| Problem description |
Check each line below for "white" and say how many have it, with no other words.
◆ ◆ ◆ ◆ ◆
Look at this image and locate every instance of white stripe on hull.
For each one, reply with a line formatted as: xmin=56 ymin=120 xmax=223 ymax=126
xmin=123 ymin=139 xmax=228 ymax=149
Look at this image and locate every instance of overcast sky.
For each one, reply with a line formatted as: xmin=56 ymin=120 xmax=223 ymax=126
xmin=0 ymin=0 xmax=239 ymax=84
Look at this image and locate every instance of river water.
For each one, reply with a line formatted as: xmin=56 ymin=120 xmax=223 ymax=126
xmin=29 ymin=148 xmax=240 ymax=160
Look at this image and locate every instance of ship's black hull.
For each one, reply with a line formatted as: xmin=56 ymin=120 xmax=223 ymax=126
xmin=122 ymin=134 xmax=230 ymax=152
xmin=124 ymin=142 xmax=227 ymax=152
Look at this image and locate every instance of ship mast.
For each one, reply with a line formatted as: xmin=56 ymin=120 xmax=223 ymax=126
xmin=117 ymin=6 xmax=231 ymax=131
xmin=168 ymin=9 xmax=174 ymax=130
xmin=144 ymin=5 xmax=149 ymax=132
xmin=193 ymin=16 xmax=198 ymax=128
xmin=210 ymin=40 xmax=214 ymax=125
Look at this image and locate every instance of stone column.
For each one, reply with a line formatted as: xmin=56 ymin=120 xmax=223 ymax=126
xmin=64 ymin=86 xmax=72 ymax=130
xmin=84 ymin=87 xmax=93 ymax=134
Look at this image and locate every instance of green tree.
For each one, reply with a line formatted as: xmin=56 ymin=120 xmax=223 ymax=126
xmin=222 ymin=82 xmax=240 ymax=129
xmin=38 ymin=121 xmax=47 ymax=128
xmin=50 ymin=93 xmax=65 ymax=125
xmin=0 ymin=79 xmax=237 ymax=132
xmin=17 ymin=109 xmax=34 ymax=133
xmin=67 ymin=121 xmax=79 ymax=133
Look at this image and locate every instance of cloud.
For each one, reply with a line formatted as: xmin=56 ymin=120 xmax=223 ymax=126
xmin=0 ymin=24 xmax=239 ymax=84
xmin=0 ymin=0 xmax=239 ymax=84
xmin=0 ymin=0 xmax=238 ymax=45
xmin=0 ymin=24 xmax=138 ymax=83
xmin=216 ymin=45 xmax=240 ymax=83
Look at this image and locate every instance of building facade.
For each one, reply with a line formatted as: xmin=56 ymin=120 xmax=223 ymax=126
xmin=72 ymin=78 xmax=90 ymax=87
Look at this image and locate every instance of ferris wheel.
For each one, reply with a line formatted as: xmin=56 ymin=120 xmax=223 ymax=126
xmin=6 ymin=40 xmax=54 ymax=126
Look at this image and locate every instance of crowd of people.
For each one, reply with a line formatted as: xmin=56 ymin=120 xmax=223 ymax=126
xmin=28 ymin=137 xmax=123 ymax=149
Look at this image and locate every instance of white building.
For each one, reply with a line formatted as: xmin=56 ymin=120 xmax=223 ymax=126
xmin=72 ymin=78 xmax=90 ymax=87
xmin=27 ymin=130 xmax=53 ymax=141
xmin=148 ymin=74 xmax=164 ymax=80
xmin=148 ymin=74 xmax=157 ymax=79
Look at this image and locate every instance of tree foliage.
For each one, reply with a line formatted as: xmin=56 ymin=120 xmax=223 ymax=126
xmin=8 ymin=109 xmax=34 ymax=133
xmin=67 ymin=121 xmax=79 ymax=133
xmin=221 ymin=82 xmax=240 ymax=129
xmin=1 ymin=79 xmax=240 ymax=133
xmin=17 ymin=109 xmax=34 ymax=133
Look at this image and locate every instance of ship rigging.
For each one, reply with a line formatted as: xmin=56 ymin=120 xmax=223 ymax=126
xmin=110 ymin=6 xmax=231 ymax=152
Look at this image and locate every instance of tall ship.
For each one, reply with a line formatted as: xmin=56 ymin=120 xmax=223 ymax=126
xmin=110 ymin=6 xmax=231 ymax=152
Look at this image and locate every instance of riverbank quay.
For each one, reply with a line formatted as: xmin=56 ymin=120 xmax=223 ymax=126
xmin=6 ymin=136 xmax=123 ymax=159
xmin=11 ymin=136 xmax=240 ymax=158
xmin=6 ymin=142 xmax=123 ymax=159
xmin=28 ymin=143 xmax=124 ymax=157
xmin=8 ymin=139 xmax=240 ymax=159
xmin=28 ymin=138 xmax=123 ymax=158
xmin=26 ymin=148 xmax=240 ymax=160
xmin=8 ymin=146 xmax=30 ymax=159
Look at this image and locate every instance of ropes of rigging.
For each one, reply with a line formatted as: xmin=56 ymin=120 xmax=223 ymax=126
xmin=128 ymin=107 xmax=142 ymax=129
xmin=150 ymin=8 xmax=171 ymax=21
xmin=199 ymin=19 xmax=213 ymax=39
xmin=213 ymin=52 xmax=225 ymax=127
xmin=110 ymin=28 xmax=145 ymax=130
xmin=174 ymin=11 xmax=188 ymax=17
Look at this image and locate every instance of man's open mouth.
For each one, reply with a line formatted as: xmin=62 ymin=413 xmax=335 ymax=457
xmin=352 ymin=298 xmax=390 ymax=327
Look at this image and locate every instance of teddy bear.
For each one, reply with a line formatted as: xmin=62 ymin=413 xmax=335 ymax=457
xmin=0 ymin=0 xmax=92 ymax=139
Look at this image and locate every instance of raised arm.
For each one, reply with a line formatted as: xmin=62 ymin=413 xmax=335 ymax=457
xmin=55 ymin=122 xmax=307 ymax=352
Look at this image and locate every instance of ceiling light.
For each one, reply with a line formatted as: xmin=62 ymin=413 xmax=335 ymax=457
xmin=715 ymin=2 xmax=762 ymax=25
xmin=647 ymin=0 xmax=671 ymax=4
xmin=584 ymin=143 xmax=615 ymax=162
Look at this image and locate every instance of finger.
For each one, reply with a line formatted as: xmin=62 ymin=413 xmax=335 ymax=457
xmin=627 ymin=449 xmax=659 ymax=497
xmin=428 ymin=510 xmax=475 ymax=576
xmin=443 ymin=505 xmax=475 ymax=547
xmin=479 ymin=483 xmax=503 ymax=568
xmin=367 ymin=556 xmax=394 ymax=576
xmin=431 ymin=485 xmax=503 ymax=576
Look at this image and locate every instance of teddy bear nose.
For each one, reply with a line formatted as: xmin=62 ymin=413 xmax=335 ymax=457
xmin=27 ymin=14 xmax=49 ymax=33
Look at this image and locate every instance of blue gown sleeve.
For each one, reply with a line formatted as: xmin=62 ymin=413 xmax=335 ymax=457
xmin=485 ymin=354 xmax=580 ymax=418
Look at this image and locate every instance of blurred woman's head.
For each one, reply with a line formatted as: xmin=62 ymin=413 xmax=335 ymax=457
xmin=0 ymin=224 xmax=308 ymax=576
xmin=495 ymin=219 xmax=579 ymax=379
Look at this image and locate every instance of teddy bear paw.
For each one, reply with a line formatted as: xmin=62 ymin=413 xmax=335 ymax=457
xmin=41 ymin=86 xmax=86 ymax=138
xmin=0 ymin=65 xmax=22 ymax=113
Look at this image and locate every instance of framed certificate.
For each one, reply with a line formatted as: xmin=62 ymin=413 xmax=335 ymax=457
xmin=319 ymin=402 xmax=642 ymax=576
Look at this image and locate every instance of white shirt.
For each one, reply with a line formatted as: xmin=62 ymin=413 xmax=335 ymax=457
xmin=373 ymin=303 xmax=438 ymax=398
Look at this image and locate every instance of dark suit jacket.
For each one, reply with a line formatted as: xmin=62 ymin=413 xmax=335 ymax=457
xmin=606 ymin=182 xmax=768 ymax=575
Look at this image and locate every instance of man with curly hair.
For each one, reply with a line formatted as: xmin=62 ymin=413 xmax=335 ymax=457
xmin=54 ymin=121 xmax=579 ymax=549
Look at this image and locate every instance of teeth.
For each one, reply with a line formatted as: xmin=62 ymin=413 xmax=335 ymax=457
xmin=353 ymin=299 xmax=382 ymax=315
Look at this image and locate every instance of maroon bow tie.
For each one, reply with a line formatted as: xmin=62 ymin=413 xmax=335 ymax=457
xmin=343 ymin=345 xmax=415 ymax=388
◆ ◆ ◆ ◆ ◆
| Answer to this problem |
3